• _Exercise objective_
Copy out the Sue Foley interview introduction word for word.

• _Source extract_

------

Sue Foley

Still Playing Pinky
Sue Foley
Sue Foley: Todd Wolfson.

Sue Foley’s Paisley-finished Telecaster is the one guitar to which she has remained true since her debut album, Young Girl Blues. After 29 years, it only seemed right to dedicate her new album to the steadfast instrument by calling it Pinky’s Blues.

Hailing from Canada, Foley grew up in a guitar-playing household where classic blues and early Rolling Stones discs stole her heart. In the early ’90s, she moved to Austin and has been based there since, drinking in Texas-blues history.

The new album features Pinky front and center in a power trio with drummer Chris “Whipper” Layton and bassist Jon Penner, along with producer Mike Flanigin adding Hammond B3 to select tracks. The sound is live and loud with scads of hot riffs and tasty licks, all inspired by classic Texas blues.

VG talked to Foley just before her first tour since the pandemic.

------

• _Source material_
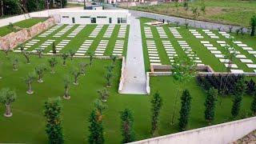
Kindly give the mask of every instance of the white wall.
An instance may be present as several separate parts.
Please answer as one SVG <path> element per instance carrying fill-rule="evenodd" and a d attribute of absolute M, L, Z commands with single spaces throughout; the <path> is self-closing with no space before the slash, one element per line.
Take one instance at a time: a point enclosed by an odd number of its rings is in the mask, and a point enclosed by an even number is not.
<path fill-rule="evenodd" d="M 226 144 L 256 130 L 256 117 L 157 137 L 130 144 Z"/>
<path fill-rule="evenodd" d="M 59 15 L 60 23 L 63 24 L 72 24 L 72 18 L 74 18 L 76 24 L 90 24 L 91 23 L 90 18 L 96 18 L 97 24 L 109 24 L 109 18 L 112 18 L 112 24 L 117 24 L 118 18 L 126 18 L 126 23 L 129 24 L 130 14 L 128 10 L 79 10 L 60 11 Z M 81 18 L 82 16 L 90 18 Z M 98 16 L 105 18 L 97 18 Z"/>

------

• _Solution below_
Sue Foley

Still Playing Pinky
Sue Foley
Sue Foley: Todd Wolfson.

Sue Foley’s Paisley-finished Telecaster is the one guitar to which she has remained true since her debut album, Young Girl Blues. After 29 years, it only seemed right to dedicate her new album to the steadfast instrument by calling it Pinky’s Blues.

Hailing from Canada, Foley grew up in a guitar-playing household where classic blues and early Rolling Stones discs stole her heart. In the early ’90s, she moved to Austin and has been based there since, drinking in Texas-blues history.

The new album features Pinky front and center in a power trio with drummer Chris “Whipper” Layton and bassist Jon Penner, along with producer Mike Flanigin adding Hammond B3 to select tracks. The sound is live and loud with scads of hot riffs and tasty licks, all inspired by classic Texas blues.

VG talked to Foley just before her first tour since the pandemic.